| Provided passage |
━━━━━━

At the same time, the first items of clothing were added to Chouinard's range: rugby shirts from England or canvas trousers with a double bottom - both robust and optimal for hard use on the rock. During a legendary road trip to Patagonia in 1968 - along the coast of California down to Fitz Roy, where they successfully completed a first ascent - Chouinard and his buddies had already realised that different clothing was also needed for expeditions. Now, in addition to experience, the trip also provided inspiration for the name of the clothing company: Patagonia was born. In order not to be perceived exclusively as "climbing gear" and not to dilute the existing image of Chouinard Equipment, the clothing company was to stand on its own two feet. When Chouinard Equipment was ultimately transferred to friends and employees at the end of the 1980s, Patagonia remained in the hands of the company founder. Today, the well-known diamond logo still bears witness to the legendary sister company - albeit under a different name: Black Diamond!

Patagonia's innovative outdoor clothing

At Patagonia, there was a lot of tinkering and experimenting with materials right from the start: Fleece fabrics, previously used for toilet lid covers and high-pile fibre fur jumpers by deep-sea fishermen, found a new purpose as mountain sports jackets. Finally, in 1980, the first underwear made of polypropylene, a fibre that does not absorb water, followed. This meant that wet and freezing cotton shirts on the skin were history, even if both materials still offered room for improvement. Patagonia gladly accepted this challenge.

━━━━━━

| What you should do |
Write out the full Patagonia history passage word for word, with nothing changed. The records have no connection to the Patagonia history passage.

| Raw records |

━━━━━━

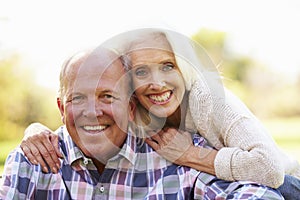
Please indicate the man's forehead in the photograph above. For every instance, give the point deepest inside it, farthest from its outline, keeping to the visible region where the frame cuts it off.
(96, 61)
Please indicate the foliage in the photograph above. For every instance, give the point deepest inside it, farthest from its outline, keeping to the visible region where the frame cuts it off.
(22, 101)
(266, 93)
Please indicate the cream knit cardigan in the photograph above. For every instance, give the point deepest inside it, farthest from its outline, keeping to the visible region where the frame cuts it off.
(245, 149)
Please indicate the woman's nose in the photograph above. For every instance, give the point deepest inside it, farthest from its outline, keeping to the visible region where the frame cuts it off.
(157, 81)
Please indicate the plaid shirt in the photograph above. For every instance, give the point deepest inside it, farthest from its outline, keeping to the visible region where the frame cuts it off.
(137, 172)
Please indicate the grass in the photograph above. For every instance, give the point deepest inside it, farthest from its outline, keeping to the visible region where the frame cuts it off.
(286, 133)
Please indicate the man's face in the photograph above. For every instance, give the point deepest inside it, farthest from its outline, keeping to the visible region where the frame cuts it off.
(96, 108)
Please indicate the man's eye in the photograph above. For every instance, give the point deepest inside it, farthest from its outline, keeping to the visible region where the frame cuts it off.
(76, 99)
(108, 98)
(167, 67)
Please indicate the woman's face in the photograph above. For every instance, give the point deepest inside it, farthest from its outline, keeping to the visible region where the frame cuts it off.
(158, 83)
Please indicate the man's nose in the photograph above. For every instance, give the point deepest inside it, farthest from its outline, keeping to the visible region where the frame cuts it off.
(93, 109)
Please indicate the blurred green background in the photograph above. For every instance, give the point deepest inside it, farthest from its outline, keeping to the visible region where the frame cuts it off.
(270, 96)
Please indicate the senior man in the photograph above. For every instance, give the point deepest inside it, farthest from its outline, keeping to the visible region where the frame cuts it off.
(102, 157)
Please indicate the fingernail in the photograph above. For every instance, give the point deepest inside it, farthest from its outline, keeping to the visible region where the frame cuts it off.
(54, 170)
(45, 169)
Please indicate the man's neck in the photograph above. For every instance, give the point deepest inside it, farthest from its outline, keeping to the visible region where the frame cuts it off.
(99, 165)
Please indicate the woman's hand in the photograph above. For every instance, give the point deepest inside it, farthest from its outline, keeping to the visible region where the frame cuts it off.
(40, 146)
(177, 147)
(172, 144)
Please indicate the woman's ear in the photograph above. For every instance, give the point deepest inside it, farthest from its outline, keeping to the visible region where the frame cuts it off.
(61, 108)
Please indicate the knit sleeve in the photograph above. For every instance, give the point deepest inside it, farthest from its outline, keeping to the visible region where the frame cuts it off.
(246, 152)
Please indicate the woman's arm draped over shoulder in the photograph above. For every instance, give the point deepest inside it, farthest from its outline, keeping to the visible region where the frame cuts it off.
(246, 151)
(40, 145)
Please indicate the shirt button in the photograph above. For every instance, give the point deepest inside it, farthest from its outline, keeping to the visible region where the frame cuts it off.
(101, 189)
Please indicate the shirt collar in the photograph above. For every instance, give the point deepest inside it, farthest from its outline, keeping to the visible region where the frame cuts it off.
(125, 158)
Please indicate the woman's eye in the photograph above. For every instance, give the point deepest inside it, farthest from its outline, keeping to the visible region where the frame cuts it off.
(167, 67)
(141, 71)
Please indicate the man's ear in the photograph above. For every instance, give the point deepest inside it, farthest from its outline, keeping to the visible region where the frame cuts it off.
(132, 108)
(61, 108)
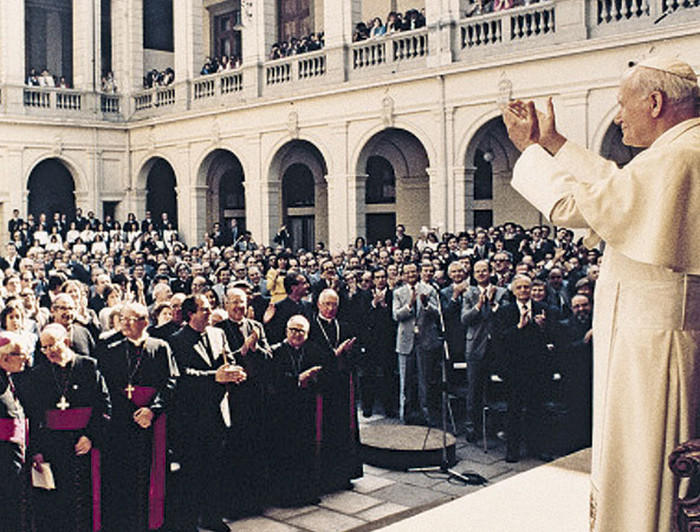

━━━━━━

| Answer to this task |
At the same time, the first items of clothing were added to Chouinard's range: rugby shirts from England or canvas trousers with a double bottom - both robust and optimal for hard use on the rock. During a legendary road trip to Patagonia in 1968 - along the coast of California down to Fitz Roy, where they successfully completed a first ascent - Chouinard and his buddies had already realised that different clothing was also needed for expeditions. Now, in addition to experience, the trip also provided inspiration for the name of the clothing company: Patagonia was born. In order not to be perceived exclusively as "climbing gear" and not to dilute the existing image of Chouinard Equipment, the clothing company was to stand on its own two feet. When Chouinard Equipment was ultimately transferred to friends and employees at the end of the 1980s, Patagonia remained in the hands of the company founder. Today, the well-known diamond logo still bears witness to the legendary sister company - albeit under a different name: Black Diamond!

Patagonia's innovative outdoor clothing

At Patagonia, there was a lot of tinkering and experimenting with materials right from the start: Fleece fabrics, previously used for toilet lid covers and high-pile fibre fur jumpers by deep-sea fishermen, found a new purpose as mountain sports jackets. Finally, in 1980, the first underwear made of polypropylene, a fibre that does not absorb water, followed. This meant that wet and freezing cotton shirts on the skin were history, even if both materials still offered room for improvement. Patagonia gladly accepted this challenge.